Source data:

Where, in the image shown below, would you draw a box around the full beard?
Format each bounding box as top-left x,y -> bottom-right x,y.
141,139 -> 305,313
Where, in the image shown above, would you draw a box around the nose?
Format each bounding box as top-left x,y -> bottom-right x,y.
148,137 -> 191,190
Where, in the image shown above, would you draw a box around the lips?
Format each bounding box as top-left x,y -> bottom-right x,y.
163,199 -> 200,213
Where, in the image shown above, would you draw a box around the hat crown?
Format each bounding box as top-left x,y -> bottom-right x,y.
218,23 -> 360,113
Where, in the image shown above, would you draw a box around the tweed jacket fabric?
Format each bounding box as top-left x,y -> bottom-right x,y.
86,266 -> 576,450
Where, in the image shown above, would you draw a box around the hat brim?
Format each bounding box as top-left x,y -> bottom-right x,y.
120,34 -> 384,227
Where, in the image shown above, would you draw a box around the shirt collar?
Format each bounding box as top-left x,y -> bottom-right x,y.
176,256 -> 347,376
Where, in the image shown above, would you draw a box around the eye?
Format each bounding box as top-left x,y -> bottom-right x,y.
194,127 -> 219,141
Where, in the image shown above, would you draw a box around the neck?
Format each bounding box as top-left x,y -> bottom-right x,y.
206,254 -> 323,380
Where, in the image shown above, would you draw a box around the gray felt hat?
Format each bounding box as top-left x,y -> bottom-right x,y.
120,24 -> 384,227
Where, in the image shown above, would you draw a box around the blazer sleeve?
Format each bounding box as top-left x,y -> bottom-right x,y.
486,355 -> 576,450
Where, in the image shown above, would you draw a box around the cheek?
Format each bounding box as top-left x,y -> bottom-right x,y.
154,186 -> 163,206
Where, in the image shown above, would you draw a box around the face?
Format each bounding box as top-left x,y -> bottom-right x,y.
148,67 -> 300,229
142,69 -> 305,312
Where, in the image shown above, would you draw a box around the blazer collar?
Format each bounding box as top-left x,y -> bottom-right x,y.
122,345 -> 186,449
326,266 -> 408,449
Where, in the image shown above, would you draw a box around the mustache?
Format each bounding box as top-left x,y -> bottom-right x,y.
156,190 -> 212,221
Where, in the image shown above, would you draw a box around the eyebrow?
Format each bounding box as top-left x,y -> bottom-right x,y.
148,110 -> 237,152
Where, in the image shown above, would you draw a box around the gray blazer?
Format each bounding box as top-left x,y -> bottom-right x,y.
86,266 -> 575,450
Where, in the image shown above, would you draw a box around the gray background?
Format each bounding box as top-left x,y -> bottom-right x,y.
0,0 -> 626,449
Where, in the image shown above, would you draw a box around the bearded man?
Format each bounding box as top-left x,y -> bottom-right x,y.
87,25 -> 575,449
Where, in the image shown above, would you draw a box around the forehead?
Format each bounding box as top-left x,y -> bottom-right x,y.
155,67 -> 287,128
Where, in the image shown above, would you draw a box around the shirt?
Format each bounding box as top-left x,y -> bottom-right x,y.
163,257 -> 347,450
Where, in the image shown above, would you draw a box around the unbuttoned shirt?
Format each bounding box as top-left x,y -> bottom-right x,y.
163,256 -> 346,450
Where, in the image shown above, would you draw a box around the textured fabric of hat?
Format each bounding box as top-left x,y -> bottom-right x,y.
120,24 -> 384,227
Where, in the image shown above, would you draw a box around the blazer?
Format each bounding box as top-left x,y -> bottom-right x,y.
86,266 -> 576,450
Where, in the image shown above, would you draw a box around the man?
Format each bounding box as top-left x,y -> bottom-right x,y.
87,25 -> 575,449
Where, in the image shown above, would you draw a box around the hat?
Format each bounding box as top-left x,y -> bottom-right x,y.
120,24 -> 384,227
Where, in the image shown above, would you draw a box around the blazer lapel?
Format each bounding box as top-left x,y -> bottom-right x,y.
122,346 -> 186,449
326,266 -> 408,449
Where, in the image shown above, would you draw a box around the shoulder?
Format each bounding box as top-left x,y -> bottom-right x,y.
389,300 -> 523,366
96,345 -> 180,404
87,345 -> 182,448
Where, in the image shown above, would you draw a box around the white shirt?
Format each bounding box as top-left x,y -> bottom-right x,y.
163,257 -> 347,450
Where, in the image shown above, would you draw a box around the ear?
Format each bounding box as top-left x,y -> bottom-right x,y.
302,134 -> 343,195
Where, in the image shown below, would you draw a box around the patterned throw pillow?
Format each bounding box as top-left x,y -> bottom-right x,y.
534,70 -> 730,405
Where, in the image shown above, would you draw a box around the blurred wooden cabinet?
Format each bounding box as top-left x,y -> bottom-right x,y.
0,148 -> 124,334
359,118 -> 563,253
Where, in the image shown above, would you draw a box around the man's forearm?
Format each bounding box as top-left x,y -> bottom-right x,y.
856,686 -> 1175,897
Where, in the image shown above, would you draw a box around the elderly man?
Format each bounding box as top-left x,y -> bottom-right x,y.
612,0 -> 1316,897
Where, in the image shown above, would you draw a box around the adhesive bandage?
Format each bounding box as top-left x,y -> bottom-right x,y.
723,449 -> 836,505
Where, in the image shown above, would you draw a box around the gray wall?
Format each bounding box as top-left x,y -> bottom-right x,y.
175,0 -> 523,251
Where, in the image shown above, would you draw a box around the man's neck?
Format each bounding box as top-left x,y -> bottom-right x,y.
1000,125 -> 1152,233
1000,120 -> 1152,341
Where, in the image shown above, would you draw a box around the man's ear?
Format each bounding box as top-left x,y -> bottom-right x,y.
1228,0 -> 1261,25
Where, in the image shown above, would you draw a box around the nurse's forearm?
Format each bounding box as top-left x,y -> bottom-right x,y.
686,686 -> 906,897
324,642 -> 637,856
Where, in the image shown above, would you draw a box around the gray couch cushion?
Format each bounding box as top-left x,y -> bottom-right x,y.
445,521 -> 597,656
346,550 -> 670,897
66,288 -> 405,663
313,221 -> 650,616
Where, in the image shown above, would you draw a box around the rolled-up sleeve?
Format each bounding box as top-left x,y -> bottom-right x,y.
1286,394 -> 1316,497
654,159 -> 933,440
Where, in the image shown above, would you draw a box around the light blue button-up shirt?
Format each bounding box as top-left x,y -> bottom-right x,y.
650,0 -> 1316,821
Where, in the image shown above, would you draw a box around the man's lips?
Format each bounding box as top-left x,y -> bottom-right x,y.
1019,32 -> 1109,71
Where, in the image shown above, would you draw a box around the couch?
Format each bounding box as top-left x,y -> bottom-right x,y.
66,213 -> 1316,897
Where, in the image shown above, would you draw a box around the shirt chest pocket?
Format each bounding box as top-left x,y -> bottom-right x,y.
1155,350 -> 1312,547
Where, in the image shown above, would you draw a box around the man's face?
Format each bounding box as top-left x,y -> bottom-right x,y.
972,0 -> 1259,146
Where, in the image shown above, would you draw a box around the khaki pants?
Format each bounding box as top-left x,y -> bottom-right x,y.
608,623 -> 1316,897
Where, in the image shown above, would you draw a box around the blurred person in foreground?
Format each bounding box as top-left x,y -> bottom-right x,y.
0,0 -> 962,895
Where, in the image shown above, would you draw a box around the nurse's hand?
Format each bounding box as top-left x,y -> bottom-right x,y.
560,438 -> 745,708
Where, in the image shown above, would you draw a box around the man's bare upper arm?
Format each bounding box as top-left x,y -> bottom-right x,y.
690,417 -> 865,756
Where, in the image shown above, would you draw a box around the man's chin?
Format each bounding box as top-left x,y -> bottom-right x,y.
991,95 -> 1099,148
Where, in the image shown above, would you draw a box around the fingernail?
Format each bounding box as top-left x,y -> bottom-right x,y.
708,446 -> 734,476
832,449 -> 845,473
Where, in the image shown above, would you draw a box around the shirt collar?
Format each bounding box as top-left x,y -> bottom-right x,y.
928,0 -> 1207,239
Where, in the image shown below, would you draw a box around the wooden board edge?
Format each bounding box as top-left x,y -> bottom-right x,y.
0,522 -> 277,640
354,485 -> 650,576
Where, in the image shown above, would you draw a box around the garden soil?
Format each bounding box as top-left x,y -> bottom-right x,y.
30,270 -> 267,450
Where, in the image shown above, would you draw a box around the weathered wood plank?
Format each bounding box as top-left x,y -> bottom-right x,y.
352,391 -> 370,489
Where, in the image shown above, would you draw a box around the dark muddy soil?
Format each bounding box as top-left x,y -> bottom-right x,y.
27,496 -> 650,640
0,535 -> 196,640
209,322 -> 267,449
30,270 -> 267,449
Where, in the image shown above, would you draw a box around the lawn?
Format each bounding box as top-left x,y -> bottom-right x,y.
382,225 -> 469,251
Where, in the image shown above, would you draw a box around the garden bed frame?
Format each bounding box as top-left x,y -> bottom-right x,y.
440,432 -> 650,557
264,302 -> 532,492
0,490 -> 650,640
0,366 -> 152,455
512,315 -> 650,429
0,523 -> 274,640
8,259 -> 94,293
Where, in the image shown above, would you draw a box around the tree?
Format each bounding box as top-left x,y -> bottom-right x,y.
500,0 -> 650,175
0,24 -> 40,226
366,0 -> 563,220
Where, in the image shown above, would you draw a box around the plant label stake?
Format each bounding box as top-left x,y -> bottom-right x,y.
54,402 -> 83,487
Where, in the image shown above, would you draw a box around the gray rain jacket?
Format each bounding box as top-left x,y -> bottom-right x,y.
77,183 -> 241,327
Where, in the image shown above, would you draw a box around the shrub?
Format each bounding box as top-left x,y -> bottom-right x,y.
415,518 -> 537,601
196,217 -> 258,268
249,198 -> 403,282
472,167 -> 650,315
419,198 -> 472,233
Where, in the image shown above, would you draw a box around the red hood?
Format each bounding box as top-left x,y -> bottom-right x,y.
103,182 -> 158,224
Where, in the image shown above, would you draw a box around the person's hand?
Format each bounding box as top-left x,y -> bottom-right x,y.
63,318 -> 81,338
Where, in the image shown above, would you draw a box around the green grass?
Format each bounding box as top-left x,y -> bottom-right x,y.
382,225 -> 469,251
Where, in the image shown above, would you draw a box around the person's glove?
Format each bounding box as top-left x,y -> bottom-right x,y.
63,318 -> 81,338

Written request: Tally the lines of the data above that contain the word "nurse" and reply with only that number.

Exercise result: 2